The data section start
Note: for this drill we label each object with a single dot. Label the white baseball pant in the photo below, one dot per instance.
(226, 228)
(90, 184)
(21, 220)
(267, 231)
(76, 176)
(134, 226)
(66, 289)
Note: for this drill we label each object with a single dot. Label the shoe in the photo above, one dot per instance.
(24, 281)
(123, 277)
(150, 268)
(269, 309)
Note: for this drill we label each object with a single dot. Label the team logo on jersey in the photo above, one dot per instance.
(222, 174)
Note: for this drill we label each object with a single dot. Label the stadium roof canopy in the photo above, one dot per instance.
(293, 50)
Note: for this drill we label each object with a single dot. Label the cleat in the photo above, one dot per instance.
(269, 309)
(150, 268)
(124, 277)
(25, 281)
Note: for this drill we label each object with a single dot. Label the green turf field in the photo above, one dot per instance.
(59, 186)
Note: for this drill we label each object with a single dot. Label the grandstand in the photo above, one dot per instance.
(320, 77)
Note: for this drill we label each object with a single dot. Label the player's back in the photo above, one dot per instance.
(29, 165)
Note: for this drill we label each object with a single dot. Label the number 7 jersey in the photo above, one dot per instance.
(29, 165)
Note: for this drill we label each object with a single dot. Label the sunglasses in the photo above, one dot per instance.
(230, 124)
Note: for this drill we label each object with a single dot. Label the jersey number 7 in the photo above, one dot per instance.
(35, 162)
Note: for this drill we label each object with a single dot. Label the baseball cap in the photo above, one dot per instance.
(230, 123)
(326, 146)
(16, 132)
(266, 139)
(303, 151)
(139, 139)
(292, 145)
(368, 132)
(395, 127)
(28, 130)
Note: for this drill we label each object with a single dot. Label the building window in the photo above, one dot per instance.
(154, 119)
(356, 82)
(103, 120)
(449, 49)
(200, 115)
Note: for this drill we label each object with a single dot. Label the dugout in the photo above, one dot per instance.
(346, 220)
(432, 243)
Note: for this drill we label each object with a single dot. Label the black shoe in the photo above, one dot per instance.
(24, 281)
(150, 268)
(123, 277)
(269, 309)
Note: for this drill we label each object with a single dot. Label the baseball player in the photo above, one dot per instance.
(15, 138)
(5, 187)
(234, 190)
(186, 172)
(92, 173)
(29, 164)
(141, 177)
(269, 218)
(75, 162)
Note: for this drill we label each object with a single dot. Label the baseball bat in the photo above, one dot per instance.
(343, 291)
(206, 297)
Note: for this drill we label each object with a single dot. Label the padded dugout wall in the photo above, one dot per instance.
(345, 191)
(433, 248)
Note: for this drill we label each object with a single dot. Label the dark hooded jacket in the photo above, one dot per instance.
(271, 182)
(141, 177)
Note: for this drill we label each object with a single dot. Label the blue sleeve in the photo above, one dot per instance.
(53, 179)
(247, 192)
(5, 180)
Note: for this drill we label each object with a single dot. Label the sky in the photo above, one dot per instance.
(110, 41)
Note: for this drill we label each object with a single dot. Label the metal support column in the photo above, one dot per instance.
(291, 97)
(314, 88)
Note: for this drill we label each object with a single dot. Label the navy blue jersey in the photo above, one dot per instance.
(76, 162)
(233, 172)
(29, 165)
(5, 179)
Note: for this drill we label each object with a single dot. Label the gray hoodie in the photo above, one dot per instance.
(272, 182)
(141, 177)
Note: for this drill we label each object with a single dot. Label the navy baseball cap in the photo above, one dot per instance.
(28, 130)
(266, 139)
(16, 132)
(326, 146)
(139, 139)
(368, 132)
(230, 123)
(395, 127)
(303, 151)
The data section end
§ **Exercise**
Every line above should be retyped exactly as given.

§ **Answer to this task**
Note: for this drill we label each object with a single dot. Label the white baseball pant in the photo below, one dot per instance.
(226, 228)
(90, 184)
(21, 220)
(267, 231)
(76, 176)
(134, 226)
(66, 289)
Note: for this drill we label each object with a single dot. Label the shoe in the photo above, one dot per instance.
(24, 281)
(123, 277)
(150, 268)
(269, 309)
Note: for this drill we label each object with a single dot. Label the team logo on jersey in the photo above, one dot per instance.
(222, 174)
Note: for this drill we label each object with a single dot. Label the stadium roof canopy in the photo above, one dot per instance.
(293, 50)
Note: for this drill we label each object with a single dot. Label the cleat in the photo above, one dot per instance.
(269, 309)
(150, 268)
(124, 277)
(25, 281)
Note: for this drill we label each object with a single dot. Label the green turf field in the photo above, one dot per instance.
(59, 186)
Note: for this drill we label each object with a single dot. Label the grandstand in the photo above, one dot per instance.
(320, 77)
Note: for this drill we label each object with a single dot. Label the player's back in the photo above, one dot per instance.
(29, 165)
Note: for this drill we label each object with a single dot. Label the number 7 jersey in the photo above, one dot per instance.
(29, 165)
Note: for this drill we label each object with a single dot. Label the sunglasses in the photo above, one dot per instance.
(230, 124)
Note: for this drill we label each object with a single dot. Label the jersey number 7 in the photo above, one dot per instance.
(35, 162)
Note: for this drill we label each object with a single dot. Label the baseball cap in the photo above, one dot per instance.
(230, 123)
(326, 146)
(16, 132)
(266, 139)
(303, 151)
(139, 139)
(292, 145)
(368, 132)
(395, 127)
(28, 130)
Note: for this drill we label each object with a single dot. Label the building window in the photo above, one dot per instance.
(154, 119)
(356, 82)
(103, 120)
(449, 49)
(200, 115)
Note: for this drill we label each object with a single dot. Label the dugout in the photo above, one dot per instance.
(346, 220)
(432, 243)
Note: for this drill we label each object with a single dot. Label the black shoe in the photo above, one dot per instance.
(24, 281)
(150, 268)
(123, 277)
(269, 309)
Note: for this drill we label each object with a single dot. Label the baseball player in the photo above, one dot per instance.
(15, 138)
(5, 187)
(234, 190)
(186, 172)
(92, 173)
(29, 164)
(141, 177)
(269, 218)
(75, 162)
Note: for this drill we label each object with a single dot. Label the baseball bat in the photo above, one dot per instance.
(343, 291)
(206, 297)
Note: for this drill we label each object with a single dot. Label the padded dugout wall in the photo above, one dot per instance.
(345, 191)
(433, 248)
Note: for this drill we label each object with a single dot. Label the dark hooded jacket in the photo above, one dot per instance.
(271, 182)
(141, 177)
Note: for this drill we label each object with a single dot. Label the blue sleeve in the photo above, one dot per instance.
(53, 179)
(247, 192)
(5, 180)
Note: for this drill we label each object with a single dot. Label the sky in the photo above, one dot per instance.
(110, 41)
Note: for this drill we label each object with a single dot. Label the metal support column in the photo above, one dot per instance.
(291, 97)
(314, 88)
Note: for this drill we label each object with a single dot. Label the navy blue jersey in the photo above, one dot per instance.
(76, 162)
(233, 172)
(29, 165)
(5, 179)
Note: for this drill we label each object with a single dot. Label the gray hoodie in the photo above, one dot per instance.
(272, 182)
(141, 177)
Note: for this drill we label each object with a single dot. Label the navy baseball cap in the photo above, one dot per instance.
(28, 130)
(266, 139)
(16, 132)
(326, 146)
(139, 139)
(368, 132)
(230, 123)
(395, 127)
(303, 151)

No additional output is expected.